● GIVEN INFORMATION
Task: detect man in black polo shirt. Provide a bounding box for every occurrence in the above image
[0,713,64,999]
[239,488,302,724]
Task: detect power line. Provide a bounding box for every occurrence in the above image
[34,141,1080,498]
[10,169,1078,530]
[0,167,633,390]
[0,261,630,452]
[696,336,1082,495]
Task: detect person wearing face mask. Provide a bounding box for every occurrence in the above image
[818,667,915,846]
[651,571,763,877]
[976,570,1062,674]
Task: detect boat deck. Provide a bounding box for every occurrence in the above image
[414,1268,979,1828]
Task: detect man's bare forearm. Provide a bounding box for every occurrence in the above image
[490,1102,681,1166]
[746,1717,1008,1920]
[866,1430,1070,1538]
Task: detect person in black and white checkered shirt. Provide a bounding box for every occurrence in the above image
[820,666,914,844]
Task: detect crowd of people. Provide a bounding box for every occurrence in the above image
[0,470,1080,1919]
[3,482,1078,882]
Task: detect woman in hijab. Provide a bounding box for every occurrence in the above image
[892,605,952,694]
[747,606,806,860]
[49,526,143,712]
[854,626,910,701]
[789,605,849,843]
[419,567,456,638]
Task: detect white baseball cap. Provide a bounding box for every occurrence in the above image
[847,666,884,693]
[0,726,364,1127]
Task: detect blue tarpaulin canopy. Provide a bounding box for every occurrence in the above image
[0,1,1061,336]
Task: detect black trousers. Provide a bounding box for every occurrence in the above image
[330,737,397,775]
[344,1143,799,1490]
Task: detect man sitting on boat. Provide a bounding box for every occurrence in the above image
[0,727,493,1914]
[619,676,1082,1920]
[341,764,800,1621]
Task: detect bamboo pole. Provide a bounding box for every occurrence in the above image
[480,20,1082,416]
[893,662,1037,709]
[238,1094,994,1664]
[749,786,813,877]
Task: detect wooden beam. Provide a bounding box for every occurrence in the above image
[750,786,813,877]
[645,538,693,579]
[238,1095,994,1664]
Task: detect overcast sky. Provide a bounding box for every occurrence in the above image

● WHAT YOU WILL DO
Copy the records above exactly, leaving nothing out.

● EXERCISE ANSWER
Task: detect man in black polo shirt. Provide a bounding box for every occurrence in the above image
[0,713,64,999]
[239,488,302,724]
Task: detect power line. Provide a bounding box for every occurrence in the above image
[34,141,1080,498]
[10,169,1078,530]
[0,167,633,390]
[0,261,630,452]
[696,336,1082,495]
Task: detect person wearing face mask. Provide a bounding box for every occurrence in the above image
[818,667,915,846]
[651,571,763,877]
[976,570,1062,674]
Task: detect boat deck. Provide a bounding box for every occurrence in the above image
[414,1268,979,1828]
Task: detect man's bare forearm. Provide a bounding box for every occurrence in the above image
[490,1102,681,1166]
[746,1717,1008,1920]
[866,1430,1070,1538]
Task: detect person in black and white checkered shirt. Provide a bounding box for every occurrence in the above image
[820,666,914,844]
Task: detect crowd of people. Provide a bounding box for every occurrence in the above image
[0,470,1080,1919]
[3,482,1078,882]
Task: detect woman in hijab. Provide a bounding box for every occurrence in the above image
[892,605,952,694]
[747,606,806,860]
[49,526,143,712]
[854,626,910,701]
[789,605,849,843]
[419,567,456,638]
Task: detect white baseball cap. Provide a bounding box for every occurrence in the above image
[847,666,884,693]
[0,726,364,1127]
Task: detect blue tarpaulin canopy. Provide a bounding box for every occurrence in the above image
[0,1,1061,336]
Task: detect black trousers. Provide a bounding box for every occurrence in the above image
[330,737,397,775]
[344,1143,799,1490]
Task: detect man sitting on boat. Provide a bounding box for every occurrence in the above image
[0,727,493,1914]
[619,676,1082,1920]
[341,764,800,1621]
Task: detect bamboo pole. Provide a bounding box for every occurrence in the above image
[480,20,1082,416]
[893,662,1037,709]
[238,1094,994,1664]
[749,786,813,877]
Task: detect wooden beam. Provide a bounding box for every occurrence in the above image
[750,786,813,877]
[645,538,693,579]
[238,1095,994,1664]
Task: detect overcast sky. Provide a bounding box for every occurrence in the above image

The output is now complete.